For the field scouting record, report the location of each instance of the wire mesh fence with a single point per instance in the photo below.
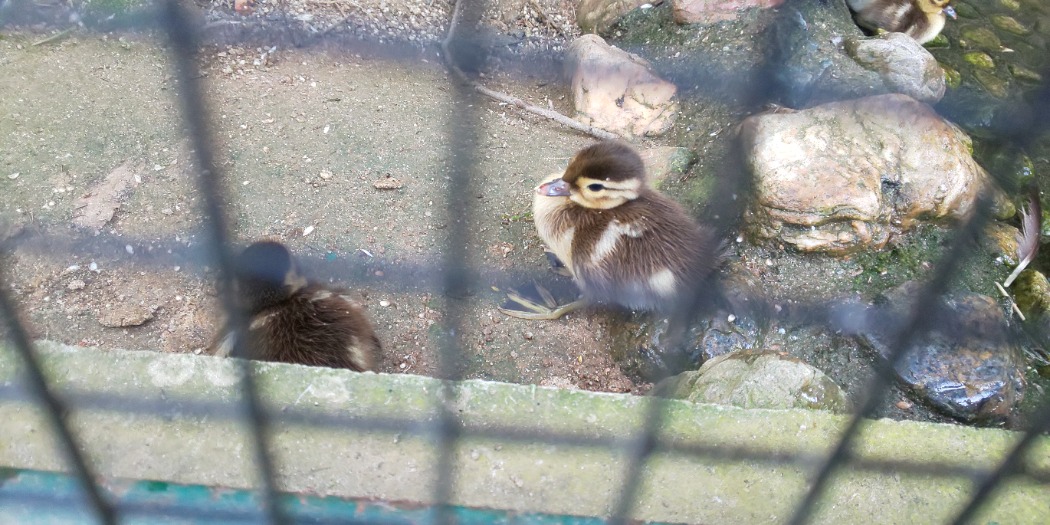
(456, 273)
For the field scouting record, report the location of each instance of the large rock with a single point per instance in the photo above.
(903, 63)
(966, 366)
(597, 16)
(758, 380)
(806, 61)
(844, 175)
(709, 12)
(614, 90)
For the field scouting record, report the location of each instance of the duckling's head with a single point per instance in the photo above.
(601, 176)
(265, 274)
(936, 6)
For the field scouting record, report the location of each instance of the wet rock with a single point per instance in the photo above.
(597, 16)
(980, 60)
(123, 315)
(1025, 75)
(904, 65)
(708, 12)
(844, 175)
(966, 366)
(806, 57)
(992, 84)
(1009, 24)
(981, 38)
(665, 161)
(758, 380)
(1032, 293)
(1003, 239)
(614, 90)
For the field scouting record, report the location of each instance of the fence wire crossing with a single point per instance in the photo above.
(454, 276)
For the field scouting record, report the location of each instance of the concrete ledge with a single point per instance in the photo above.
(138, 415)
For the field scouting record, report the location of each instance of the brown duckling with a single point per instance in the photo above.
(919, 19)
(293, 320)
(623, 242)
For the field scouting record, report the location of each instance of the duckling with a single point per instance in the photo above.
(919, 19)
(623, 242)
(293, 320)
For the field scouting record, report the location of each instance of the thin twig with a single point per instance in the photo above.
(54, 38)
(1013, 306)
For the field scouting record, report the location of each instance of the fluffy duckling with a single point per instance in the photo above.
(293, 320)
(919, 19)
(622, 242)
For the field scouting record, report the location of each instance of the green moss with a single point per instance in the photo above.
(951, 77)
(980, 60)
(1009, 24)
(982, 38)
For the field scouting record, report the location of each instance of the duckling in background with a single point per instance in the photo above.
(293, 320)
(622, 242)
(919, 19)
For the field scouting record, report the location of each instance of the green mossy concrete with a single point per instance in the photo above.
(396, 462)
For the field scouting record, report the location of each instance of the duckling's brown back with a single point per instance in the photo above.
(315, 327)
(646, 254)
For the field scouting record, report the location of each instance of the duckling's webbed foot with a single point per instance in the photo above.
(542, 307)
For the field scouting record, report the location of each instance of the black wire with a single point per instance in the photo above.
(182, 408)
(918, 323)
(56, 411)
(457, 271)
(185, 46)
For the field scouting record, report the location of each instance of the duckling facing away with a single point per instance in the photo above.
(919, 19)
(622, 242)
(293, 320)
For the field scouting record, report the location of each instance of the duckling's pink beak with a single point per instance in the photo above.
(557, 187)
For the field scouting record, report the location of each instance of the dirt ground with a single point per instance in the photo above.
(306, 141)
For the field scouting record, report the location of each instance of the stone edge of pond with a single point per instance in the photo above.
(140, 422)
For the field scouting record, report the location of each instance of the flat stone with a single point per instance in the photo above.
(966, 366)
(981, 38)
(614, 90)
(709, 12)
(994, 85)
(903, 63)
(1023, 74)
(844, 175)
(1032, 293)
(183, 423)
(758, 380)
(980, 60)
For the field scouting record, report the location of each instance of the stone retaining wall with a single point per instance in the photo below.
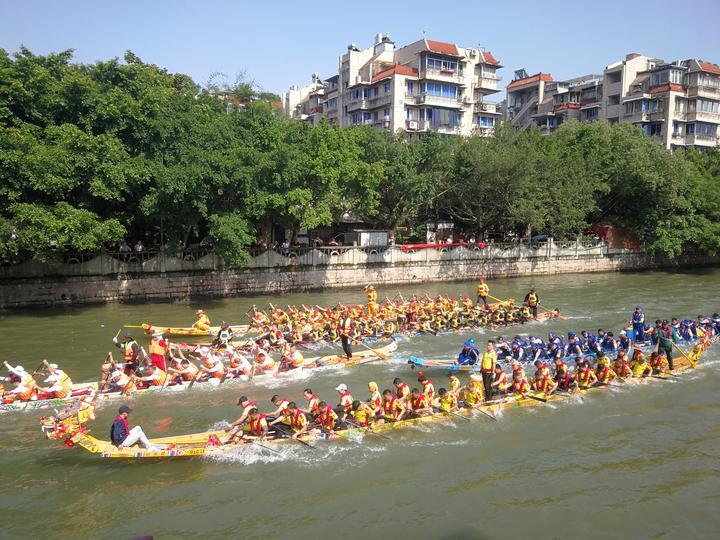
(26, 292)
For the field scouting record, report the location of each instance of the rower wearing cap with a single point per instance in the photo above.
(345, 398)
(313, 402)
(362, 414)
(585, 376)
(418, 404)
(469, 355)
(472, 393)
(392, 408)
(326, 418)
(155, 377)
(446, 402)
(500, 383)
(532, 300)
(236, 428)
(223, 340)
(402, 390)
(520, 384)
(280, 404)
(158, 349)
(61, 385)
(203, 321)
(604, 373)
(453, 384)
(428, 387)
(543, 381)
(131, 353)
(123, 437)
(638, 324)
(292, 423)
(375, 399)
(658, 363)
(621, 367)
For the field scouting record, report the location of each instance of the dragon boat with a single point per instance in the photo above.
(188, 331)
(89, 391)
(70, 427)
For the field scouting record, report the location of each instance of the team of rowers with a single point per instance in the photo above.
(414, 315)
(493, 384)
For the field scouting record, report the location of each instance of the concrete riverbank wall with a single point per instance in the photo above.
(161, 278)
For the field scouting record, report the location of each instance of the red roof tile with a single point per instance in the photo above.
(488, 58)
(712, 68)
(397, 69)
(667, 87)
(547, 77)
(442, 48)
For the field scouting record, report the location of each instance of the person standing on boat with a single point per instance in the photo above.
(483, 290)
(469, 355)
(122, 436)
(158, 349)
(666, 340)
(487, 368)
(131, 353)
(638, 322)
(345, 329)
(532, 300)
(203, 322)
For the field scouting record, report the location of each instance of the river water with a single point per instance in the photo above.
(634, 462)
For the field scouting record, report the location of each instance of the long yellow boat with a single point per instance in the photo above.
(88, 391)
(71, 429)
(187, 331)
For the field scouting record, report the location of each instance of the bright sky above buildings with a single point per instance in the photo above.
(281, 43)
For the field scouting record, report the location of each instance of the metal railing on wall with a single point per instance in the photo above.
(198, 260)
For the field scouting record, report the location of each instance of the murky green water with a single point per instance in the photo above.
(641, 462)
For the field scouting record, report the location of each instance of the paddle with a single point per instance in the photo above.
(380, 355)
(264, 446)
(693, 363)
(368, 429)
(477, 408)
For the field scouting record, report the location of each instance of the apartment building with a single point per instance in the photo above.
(425, 86)
(678, 102)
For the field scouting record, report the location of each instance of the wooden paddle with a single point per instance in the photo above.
(380, 355)
(693, 363)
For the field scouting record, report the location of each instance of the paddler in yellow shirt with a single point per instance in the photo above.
(203, 321)
(446, 401)
(482, 292)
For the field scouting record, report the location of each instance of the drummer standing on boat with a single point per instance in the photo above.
(131, 352)
(532, 300)
(158, 349)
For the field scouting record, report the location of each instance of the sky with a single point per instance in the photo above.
(282, 43)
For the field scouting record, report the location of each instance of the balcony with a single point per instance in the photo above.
(711, 92)
(702, 116)
(439, 101)
(701, 139)
(489, 108)
(358, 105)
(442, 75)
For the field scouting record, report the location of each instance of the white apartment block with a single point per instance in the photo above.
(679, 102)
(425, 86)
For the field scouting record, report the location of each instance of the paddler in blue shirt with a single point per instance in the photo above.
(469, 355)
(638, 322)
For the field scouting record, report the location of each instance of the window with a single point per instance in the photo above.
(702, 128)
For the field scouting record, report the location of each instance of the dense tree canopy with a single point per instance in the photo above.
(93, 154)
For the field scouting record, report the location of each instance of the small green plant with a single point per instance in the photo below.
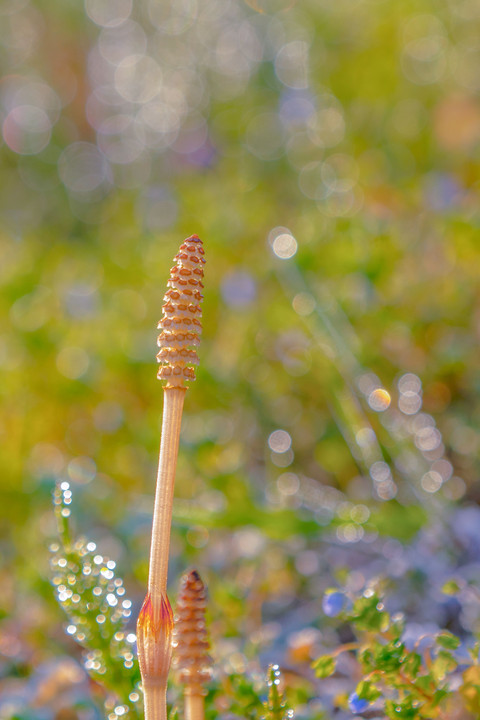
(424, 680)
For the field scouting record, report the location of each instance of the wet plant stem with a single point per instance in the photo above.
(194, 703)
(162, 514)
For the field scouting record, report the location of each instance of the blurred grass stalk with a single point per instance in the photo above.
(181, 327)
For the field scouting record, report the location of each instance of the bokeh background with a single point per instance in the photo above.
(328, 154)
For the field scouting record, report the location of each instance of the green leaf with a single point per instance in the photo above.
(367, 691)
(324, 666)
(412, 664)
(448, 640)
(368, 614)
(444, 663)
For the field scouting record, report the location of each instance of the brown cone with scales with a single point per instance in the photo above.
(180, 334)
(180, 324)
(191, 645)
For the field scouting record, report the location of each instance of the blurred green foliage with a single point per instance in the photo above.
(327, 154)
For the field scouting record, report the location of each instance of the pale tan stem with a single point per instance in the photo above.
(162, 515)
(194, 704)
(155, 702)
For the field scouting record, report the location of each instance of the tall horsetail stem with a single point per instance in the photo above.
(191, 644)
(180, 328)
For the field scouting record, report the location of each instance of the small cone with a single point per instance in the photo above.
(180, 324)
(190, 634)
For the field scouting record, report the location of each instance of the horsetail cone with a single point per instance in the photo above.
(191, 645)
(180, 325)
(180, 334)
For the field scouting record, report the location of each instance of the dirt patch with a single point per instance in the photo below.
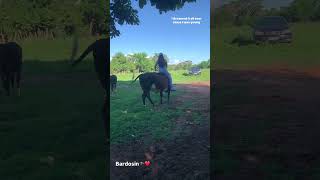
(265, 124)
(186, 156)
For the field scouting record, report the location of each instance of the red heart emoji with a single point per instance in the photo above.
(147, 163)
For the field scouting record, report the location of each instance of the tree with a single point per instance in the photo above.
(122, 12)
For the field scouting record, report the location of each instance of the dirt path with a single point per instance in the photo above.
(184, 157)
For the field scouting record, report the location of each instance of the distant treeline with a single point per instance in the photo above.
(141, 62)
(245, 12)
(49, 19)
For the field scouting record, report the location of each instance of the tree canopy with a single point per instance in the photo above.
(122, 12)
(245, 12)
(22, 19)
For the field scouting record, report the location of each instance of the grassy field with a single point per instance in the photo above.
(54, 130)
(177, 76)
(130, 119)
(302, 52)
(264, 120)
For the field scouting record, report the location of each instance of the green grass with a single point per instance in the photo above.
(303, 52)
(55, 131)
(178, 76)
(52, 50)
(130, 119)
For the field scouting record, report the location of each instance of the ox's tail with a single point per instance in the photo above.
(84, 54)
(136, 78)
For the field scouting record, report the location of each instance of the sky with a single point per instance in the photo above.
::::
#### PROBLEM
Please give a word-for-word transcript of the lines from the one holding "the dirt patch" through the final line of the entries, both ends kept, with no pictures.

#### OUTPUT
For the field scouting record, report the location of each instance of the dirt patch with a single point per instance in the photo below.
(265, 124)
(186, 156)
For the field scouting record, report the location of each instance of the red heart emoji with a single point per instance in the photo above.
(147, 163)
For the field scouting record, report the location of each instance of the tree with a single point per instance in the photo above.
(122, 12)
For the field scouting record, report the location of each instance of the dirt path with a single point per instance in the photo above.
(184, 157)
For the field scouting record, report the location of each instance of the distant treeline with a single point per instance in the photo above.
(141, 62)
(245, 12)
(49, 19)
For the field scouting record, report the location of each instance of the tree canopy with a single point per instance in the photo above.
(122, 12)
(245, 12)
(22, 19)
For the field scouting record, report the location of each instance of the grassy field with a single point per instance in the photo above.
(54, 130)
(177, 76)
(130, 119)
(302, 52)
(264, 120)
For the field scouting record, report the location of each instance of the green grass with a single point per instance in the photo above.
(303, 52)
(55, 131)
(178, 76)
(52, 50)
(130, 119)
For the field scouting record, report the location of each instance of the ox's tail with a single point per instance in the photo above.
(84, 54)
(136, 78)
For the field scouting record, report the location of each instance of the sky with a single point per instance in the photo above.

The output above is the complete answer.